▶ _Given text_
━━━━━━━━━━━━━━━━━━━━━━━━━━━━━━

In my mind qi is like a mechanical force of/in nature.  Spirit is our transcendant part.  So I see them as seperate.

It's interesting to note that abdominal breathing ... exercising the stomach area as we are taught in qigong or singing ... results in a hormone / neural transmitter cascade that improves the body's immune system and more.  

If you do a search for "Gut Brain" you'll find a series of articles that are most interesting.  Gut brain is distinct from the central nervous system.  It even has its own memory.


----------



## CuongNhuka (Aug 11, 2006)

Xue Sheng said:
			
		

> Which sect of Taoism?


 
You know I don't remember. I cann't even remember were I heard about it. I wish I could help. Nuts.


----------



## PeaceWarrior (Nov 7, 2006)

Heres my take on it, in my humble opinion:

Spirit is your true nature given to you by God, it was created by God to commune with Him.  The Soul is distinct from the spirit, from the soul comes our emotional being, our individual persona as is shaped by our life experiences (hence "that person has a troubled soul").  Ki or Chi would be the bio-mechanical energy inherent in all of our tissues, which can be developed to be very strong and also manifests itself as an etheric field or aura that surrounds the body.  Chi is separate from soul, soul is separate from spirit, but they are all within the same sphere.  Imagine this: Draw a big circle that represents spirit, in that circle another that represents soul, inside that circle would be chi. They are all distinct but intimately related.  someone with a strong spirit would neccesarily have a strong Ki, because they are intimately connected, though on a different plane.  If someone has a troubled spirit it would disrupt thier ki and the result would be imbalance, or an unhealthy individual 
I hope this makes sense to somebody, because even as I type it, it doesnt make sense to me. 

LOL


----------



## bushidomartialarts (Nov 7, 2006)

my (admittedly not expert) understanding is that chi is somewhat external.  it's an energy we bring into ourselves, draw on, manipulate.  much like air.  that would be different from the traditional christian understanding of soul/spirit.

different from my personal understanding of soul/spirit?  not so much.


----------



## ech33 (Nov 7, 2006)

spirit is shen, there r qi is basically the life force while jing is the so-called internal power. btw, qi is also known as internal energy.

━━━━━━━━━━━━━━━━━━━━━━━━━━━━━━

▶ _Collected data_
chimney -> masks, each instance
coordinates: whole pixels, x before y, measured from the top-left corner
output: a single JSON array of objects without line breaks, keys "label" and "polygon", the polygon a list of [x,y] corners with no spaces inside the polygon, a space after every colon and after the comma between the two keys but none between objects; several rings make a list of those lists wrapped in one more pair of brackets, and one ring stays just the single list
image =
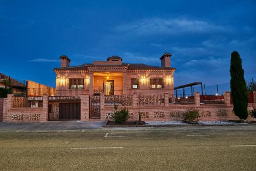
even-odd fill
[{"label": "chimney", "polygon": [[172,54],[170,53],[166,52],[160,58],[162,67],[170,67],[171,56]]},{"label": "chimney", "polygon": [[64,55],[60,56],[59,58],[60,58],[61,68],[69,67],[69,63],[70,62],[71,60],[69,59],[68,56]]}]

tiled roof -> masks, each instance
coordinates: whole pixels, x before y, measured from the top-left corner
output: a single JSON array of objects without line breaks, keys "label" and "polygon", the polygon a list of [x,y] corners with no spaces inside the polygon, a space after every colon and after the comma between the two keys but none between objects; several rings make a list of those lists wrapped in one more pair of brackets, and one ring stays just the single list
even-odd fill
[{"label": "tiled roof", "polygon": [[[4,74],[0,73],[0,81],[2,81],[2,80],[4,79],[9,79],[9,76]],[[11,82],[12,83],[12,86],[25,87],[25,85],[23,83],[19,82],[19,81],[17,81],[15,79],[12,78],[12,77],[11,77]]]},{"label": "tiled roof", "polygon": [[[93,66],[91,63],[85,63],[81,66],[69,67],[65,68],[55,68],[54,70],[87,70],[87,66]],[[176,70],[175,68],[170,67],[162,67],[158,66],[148,66],[144,63],[123,63],[121,66],[129,66],[128,70]]]}]

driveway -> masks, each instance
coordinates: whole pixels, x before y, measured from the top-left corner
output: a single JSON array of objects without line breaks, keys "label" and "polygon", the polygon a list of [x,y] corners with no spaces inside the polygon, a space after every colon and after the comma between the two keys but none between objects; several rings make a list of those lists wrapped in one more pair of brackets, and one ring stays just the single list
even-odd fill
[{"label": "driveway", "polygon": [[57,121],[40,123],[0,122],[1,131],[58,131],[101,129],[104,122]]}]

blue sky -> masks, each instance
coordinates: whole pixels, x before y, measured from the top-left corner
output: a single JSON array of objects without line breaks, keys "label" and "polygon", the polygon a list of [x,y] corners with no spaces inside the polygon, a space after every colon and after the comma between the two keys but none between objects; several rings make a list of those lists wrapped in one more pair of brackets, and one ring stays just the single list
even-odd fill
[{"label": "blue sky", "polygon": [[229,81],[238,51],[246,79],[256,73],[255,1],[0,0],[0,72],[55,86],[53,68],[116,55],[160,66],[165,52],[175,86]]}]

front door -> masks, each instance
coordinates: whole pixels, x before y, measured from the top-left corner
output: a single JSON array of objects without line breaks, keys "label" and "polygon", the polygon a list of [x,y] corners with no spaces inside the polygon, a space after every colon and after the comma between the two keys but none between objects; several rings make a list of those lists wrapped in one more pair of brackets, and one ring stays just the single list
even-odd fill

━━━━━━━━━━━━━━━━━━━━━━━━━━━━━━

▶ _Problems and tasks_
1. In the forum thread on qi and spirit, why does PeaceWarrior say that someone with a strong spirit would necessarily have a strong Ki? Answer in one to three sentences.
2. Rewrite the forum thread on qi and spirit from "If you do a" to "sect of Taoism?", changing "memory" to "intelligence".
3. Write what comes next in the forum thread on qi and spirit, starting after its last post.
This data has no connection to the forum thread on qi and spirit.

▶ _Solved tasks_
1. PeaceWarrior says spirit and Ki are intimately connected, though on a different plane. Because of that connection, a strong spirit would necessarily mean a strong Ki.

2.
If you do a search for "Gut Brain" you'll find a series of articles that are most interesting.  Gut brain is distinct from the central nervous system.  It even has its own intelligence.


----------



## CuongNhuka (Aug 11, 2006)

Xue Sheng said:
			
		

> Which sect of Taoism?

3.
----------



## SaiyanPrince (Nov 12, 2006)

Here are some verses from the Bible wich have the word spirit in it.

Genisis 1:2 
      The earth was without form and an empty waste, and darkness was upon the face of the very great deep. The *Spirit*of God was moving over the face of the waters.

Genisis 2:7
      Then the Lord God fromed man from the dust of the ground and breathed into his nostrils the* breathe* or *spirit *of life, and man became a living bieng.


----------



## bydand (Nov 12, 2006)

:idunno: Kind of lost in the translation I think.  

My thoughts are simple on this.  There is a difference between Chi/Ki/Qi and Spirit.  My take is that *Spirit *can be either the outward expression of enthusiasm for the event or person, or it can be that "inner" self, proscribed in one form or another in just about any religion.  *Chi *would be the energy felt inside of each, that can be focused toward another.  Not in the knock 'em down fashion, but in the intent you can feel toward yourself from someone else, either good or bad.

Just my ideas, not asking anybody to agree.  It is just the way I use to define the two for myself.


----------



## ech33 (Nov 16, 2006)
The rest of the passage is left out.